__DOCUMENT__:

· · · ·

I haven't posted on here for quite a while but have given some of you advice in the past. Wondering if you could return the favor as I am now in need of some serious advice :)

 

My decision at this point is uncertain but I am heavily leaning towards not getting married at this juncture. However, the consequences for either action will be quite severe. I may never be able to see this woman ever again. And potentially I may never meet a woman I am compatible with again either. People constantly make the excuse that "oh you are young and have time". My father is turning 50 years old and still hasn't found the right woman after multiple tries. Partly his fault but this means the odds are pretty slim. I know several of his peers in the same boat. My generation is not faring any better. 90% of my male friends are either single or divorced.

 

So getting into it - I have dated a Japanese woman 15 years my senior for going on 2 years now and we've been living together for 1 year. I just broke the news to my mother who is 20 years my senior and naturally she is not pleased. My father doesn't care and is just glad I found a good woman.

· · · ·

__RECORDS SUPPLIED__:

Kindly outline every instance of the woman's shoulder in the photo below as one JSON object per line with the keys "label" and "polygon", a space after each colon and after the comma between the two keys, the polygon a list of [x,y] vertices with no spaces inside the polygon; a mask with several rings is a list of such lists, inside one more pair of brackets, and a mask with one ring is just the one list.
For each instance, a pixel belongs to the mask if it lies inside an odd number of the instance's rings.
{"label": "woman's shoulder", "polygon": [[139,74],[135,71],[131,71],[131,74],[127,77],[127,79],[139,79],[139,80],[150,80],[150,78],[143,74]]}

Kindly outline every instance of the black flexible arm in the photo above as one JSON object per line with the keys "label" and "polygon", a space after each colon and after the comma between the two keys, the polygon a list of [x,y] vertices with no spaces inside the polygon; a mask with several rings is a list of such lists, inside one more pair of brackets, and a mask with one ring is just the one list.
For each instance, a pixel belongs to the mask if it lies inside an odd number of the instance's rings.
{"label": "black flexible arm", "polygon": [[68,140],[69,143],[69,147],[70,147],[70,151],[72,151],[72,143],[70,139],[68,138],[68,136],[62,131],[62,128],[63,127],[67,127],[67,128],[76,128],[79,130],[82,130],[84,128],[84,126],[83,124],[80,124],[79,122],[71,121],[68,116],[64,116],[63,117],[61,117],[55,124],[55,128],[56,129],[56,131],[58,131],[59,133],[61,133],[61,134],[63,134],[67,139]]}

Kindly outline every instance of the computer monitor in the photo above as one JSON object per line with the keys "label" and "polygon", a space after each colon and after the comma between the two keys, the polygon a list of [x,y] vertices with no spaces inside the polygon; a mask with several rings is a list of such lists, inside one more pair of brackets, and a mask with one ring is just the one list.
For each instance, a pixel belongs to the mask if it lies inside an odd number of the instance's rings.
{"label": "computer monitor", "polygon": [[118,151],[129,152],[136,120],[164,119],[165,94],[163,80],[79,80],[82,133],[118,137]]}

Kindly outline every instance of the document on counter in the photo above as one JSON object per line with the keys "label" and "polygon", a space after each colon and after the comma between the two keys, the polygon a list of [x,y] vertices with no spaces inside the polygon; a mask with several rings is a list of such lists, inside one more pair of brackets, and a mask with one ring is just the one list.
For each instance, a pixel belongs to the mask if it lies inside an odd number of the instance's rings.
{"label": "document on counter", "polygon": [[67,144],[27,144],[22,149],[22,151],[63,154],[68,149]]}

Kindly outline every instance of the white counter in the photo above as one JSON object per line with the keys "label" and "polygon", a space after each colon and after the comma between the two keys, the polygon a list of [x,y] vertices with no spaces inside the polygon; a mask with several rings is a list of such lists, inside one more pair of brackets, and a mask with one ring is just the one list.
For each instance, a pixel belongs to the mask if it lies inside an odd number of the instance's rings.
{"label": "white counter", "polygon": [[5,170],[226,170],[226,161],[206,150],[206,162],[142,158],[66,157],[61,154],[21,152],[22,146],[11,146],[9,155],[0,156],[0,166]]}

· · · ·

__REQUIRED TASKS__:
(1) From the advice post, list every figure it gives in years, whether an age, an age gap or a length of time.
(2) According to the advice post, why does the writer doubt the common reassurance "oh you are young and have time"?
(3) Write the next part of the advice post, starting after its last sentence.

__SOLVED PROBLEMS__:
(1)
- The woman is 15 years older than the writer.
- They have dated for going on 2 years.
- They have lived together for 1 year.
- The writer's mother is 20 years older than the writer.
- The writer's father is turning 50.

(2) The writer's father is turning 50 and still hasn't found the right woman after multiple tries, and several of his peers are in the same position. The writer's own generation is doing no better: 90% of the writer's male friends are single or divorced.

(3)
So here are the problems in a nutshell with this situation:

 

Marriage - It seems that getting married is the only way to keep her in the country as an attorney advised us. She is on the last year of an H1-B visa which cannot be renewed. O1 is not an option. She would have to spend one year in Japan and come back. At her age it would be difficult to find employers interested in her field in this country, and interviewing from abroad would not be a small feat. Since she is about 42 it will be difficult for any employer (which is why her current employer cannot sponsor her) to sponsor her and get her through the application process because her skill is not "exceptional" or "rare" enough. She works in Graphic Design/Illustration/Web Design.

 

The problem with getting married is we only have a short time frame for this to occur. However, I am concerned about my liability. What if her current employer lays her off? I will be responsible for paying all the bills and that is not something I can manage right now. Granted she would not expect me to (she could go back to Japan temporarily and just come back for interviews) but technically in the legal sense I would be obligated. However, we could get a prenuptial agreement. On top of all of this - I have severe doubts we can pass the marriage interviews that Immigration will set up - Mostly because they will find this relationship suspicious from the start due to our age differences. However, our feelings for each other are indeed real and I do not want her to leave.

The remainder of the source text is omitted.